• What is expected: Write out again, exactly, the lines below starting at the one with "[ ] a keypoint on each instance of the leaf" and ending at the one with "[ ] a keypoint on each instance of the black".

• Data:
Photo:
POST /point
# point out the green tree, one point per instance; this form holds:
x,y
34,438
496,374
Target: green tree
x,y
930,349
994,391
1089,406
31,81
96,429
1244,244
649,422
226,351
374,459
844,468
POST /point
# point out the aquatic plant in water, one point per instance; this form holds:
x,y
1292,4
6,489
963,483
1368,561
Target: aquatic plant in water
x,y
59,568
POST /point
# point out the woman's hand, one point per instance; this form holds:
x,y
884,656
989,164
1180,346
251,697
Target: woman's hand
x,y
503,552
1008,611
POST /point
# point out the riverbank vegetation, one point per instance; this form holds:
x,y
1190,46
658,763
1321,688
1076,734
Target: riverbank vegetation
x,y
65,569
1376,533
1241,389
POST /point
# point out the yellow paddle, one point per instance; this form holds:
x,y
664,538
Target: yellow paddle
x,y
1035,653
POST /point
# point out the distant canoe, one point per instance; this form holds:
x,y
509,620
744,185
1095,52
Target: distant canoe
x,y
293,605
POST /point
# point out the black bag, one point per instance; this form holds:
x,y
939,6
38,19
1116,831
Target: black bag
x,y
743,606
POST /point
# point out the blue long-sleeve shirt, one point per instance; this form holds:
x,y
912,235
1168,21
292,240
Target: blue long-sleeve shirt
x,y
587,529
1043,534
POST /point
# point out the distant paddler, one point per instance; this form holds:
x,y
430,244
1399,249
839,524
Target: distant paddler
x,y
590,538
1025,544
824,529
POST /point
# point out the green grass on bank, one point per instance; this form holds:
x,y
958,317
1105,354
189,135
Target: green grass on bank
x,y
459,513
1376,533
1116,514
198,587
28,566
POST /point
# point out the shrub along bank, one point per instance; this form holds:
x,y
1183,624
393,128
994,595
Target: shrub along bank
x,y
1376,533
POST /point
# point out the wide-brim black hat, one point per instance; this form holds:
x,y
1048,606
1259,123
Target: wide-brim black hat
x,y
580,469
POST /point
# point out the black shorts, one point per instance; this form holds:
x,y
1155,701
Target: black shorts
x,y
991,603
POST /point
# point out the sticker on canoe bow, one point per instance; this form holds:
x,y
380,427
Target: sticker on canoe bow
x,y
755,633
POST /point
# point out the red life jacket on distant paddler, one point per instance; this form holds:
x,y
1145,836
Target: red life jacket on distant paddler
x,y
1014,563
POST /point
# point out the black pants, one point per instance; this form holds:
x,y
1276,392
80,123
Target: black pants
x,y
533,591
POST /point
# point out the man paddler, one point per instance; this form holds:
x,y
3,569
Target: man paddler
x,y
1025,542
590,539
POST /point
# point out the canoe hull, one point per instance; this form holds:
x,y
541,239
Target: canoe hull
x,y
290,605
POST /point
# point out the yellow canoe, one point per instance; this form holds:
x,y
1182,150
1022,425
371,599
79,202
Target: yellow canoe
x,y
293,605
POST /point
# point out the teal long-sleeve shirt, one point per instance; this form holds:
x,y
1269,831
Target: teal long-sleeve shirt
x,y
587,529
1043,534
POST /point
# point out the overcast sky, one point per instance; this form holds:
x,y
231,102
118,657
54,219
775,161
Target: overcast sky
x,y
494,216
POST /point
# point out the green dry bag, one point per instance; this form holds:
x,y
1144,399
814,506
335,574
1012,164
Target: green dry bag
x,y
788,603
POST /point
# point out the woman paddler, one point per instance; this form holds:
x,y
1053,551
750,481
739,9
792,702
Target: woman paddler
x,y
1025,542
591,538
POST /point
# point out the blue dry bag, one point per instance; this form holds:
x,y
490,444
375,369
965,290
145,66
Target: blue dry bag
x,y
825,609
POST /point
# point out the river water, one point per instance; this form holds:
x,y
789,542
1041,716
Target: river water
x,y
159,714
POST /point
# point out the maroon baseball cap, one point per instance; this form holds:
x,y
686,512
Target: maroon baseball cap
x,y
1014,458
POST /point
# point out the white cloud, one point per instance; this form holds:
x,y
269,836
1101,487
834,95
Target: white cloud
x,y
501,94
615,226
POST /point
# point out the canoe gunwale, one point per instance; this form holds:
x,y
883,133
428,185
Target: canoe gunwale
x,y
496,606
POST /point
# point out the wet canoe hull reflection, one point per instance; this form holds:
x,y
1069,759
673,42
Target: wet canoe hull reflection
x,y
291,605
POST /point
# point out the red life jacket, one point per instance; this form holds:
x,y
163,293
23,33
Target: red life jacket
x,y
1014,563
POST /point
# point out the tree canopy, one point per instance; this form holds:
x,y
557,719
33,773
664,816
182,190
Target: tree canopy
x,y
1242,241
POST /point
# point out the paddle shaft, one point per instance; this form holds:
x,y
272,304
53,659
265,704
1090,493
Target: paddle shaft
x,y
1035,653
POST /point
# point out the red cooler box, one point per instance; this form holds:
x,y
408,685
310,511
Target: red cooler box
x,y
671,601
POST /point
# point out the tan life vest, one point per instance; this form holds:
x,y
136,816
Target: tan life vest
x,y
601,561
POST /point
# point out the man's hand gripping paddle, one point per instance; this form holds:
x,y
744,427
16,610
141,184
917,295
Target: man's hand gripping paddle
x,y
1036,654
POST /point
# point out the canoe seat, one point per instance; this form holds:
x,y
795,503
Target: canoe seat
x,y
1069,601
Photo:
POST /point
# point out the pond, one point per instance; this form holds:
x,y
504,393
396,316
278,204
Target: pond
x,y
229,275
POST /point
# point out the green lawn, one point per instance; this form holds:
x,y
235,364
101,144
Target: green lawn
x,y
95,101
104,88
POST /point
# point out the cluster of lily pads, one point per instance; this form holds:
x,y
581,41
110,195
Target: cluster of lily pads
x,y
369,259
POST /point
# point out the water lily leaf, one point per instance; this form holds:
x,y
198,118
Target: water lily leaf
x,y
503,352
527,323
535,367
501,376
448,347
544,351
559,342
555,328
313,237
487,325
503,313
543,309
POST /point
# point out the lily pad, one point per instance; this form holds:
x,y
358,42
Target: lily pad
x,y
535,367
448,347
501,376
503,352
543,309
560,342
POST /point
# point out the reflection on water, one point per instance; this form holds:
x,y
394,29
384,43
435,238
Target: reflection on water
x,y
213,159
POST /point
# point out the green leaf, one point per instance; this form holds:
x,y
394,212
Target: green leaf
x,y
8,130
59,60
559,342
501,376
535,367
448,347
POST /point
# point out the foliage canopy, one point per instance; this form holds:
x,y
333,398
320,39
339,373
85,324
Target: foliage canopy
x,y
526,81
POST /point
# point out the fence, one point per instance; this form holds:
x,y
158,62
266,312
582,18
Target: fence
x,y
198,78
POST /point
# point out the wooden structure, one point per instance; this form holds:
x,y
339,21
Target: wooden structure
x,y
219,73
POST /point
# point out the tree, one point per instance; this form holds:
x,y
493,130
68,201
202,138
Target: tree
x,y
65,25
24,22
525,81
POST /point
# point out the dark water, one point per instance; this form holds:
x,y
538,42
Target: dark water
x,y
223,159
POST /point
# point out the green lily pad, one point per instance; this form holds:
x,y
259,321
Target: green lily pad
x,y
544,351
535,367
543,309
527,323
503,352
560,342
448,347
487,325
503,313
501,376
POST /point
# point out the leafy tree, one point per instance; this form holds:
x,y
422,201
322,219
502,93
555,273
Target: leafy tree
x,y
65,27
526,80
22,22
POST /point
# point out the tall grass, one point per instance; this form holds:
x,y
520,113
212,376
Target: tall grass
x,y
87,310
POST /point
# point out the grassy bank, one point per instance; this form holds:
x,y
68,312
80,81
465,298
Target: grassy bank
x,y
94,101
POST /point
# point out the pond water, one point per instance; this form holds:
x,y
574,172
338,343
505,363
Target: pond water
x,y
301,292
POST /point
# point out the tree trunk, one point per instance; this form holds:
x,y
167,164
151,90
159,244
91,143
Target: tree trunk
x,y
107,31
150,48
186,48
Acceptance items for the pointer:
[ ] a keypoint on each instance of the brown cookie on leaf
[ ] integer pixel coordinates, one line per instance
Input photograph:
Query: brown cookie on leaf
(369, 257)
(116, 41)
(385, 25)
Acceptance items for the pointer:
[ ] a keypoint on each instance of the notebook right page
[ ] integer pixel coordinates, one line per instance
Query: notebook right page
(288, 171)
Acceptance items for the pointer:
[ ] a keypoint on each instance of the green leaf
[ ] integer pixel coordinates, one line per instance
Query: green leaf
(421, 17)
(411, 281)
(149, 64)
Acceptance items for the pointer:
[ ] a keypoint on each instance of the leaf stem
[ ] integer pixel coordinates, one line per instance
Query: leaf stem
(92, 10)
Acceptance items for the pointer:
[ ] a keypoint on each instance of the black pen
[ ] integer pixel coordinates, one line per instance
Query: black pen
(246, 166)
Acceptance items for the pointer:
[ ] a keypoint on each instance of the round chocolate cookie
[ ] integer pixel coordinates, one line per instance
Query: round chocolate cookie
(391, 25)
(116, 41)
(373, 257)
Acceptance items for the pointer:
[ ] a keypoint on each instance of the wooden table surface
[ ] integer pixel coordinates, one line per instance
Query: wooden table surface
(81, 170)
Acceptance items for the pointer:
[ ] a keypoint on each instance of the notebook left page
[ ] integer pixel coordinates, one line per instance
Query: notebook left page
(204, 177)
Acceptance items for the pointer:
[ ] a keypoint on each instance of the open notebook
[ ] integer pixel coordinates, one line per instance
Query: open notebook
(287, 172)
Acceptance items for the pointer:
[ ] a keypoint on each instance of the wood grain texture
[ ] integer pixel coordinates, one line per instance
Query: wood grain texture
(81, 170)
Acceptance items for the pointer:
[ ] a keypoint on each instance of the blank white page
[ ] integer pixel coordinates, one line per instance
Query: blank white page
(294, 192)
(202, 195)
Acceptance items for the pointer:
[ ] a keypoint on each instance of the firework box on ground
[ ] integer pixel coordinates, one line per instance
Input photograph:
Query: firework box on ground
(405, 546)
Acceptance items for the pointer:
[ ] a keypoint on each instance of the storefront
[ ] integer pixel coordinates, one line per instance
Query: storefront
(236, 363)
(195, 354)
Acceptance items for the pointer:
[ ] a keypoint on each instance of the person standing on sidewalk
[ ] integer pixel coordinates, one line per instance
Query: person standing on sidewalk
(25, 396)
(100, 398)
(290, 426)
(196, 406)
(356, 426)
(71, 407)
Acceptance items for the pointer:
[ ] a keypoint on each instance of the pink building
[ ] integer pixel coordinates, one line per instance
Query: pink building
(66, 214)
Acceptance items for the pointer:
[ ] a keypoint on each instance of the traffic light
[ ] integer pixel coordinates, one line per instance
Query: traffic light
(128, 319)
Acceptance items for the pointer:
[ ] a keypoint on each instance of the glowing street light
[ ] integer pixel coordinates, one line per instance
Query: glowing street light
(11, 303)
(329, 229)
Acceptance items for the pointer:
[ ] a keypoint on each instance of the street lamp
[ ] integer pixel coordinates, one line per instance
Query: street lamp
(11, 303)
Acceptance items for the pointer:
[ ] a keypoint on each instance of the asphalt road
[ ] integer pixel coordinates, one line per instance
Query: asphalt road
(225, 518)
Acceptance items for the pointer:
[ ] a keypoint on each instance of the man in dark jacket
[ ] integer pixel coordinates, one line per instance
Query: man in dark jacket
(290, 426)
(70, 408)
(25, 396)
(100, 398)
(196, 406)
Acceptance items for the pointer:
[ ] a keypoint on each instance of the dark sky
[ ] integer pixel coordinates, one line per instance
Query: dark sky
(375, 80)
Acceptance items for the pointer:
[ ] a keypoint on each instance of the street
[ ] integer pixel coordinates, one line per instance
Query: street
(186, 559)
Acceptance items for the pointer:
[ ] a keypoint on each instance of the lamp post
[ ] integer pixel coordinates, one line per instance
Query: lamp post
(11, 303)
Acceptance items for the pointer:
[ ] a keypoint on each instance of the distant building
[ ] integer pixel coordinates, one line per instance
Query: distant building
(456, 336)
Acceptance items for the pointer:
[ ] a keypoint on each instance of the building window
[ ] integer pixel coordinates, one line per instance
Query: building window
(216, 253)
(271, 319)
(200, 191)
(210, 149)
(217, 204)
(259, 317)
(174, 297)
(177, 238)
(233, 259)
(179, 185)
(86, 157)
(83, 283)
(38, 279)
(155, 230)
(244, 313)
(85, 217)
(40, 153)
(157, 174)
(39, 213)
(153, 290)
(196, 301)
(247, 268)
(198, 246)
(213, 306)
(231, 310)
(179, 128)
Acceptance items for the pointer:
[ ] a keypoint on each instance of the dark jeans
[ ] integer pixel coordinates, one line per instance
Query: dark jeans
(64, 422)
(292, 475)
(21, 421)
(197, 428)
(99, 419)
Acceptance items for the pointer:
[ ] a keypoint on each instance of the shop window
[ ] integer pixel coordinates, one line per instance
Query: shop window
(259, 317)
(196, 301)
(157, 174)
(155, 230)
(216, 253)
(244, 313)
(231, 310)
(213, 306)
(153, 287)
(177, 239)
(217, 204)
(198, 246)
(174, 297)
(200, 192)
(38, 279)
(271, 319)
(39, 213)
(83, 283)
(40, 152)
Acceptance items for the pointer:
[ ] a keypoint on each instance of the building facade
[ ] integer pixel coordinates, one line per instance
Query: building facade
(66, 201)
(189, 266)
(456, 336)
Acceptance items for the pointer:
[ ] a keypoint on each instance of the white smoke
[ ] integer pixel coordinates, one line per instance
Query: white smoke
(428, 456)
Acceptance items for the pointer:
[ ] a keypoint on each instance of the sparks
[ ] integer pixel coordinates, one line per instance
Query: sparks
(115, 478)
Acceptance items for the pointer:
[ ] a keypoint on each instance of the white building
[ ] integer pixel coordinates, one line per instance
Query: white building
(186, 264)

• Written solution:
[ ] a keypoint on each instance of the leaf stem
[ ] integer pixel coordinates, one line per instance
Query: leaf stem
(92, 10)
Acceptance items for the pointer:
[ ] a keypoint on each instance of the black pen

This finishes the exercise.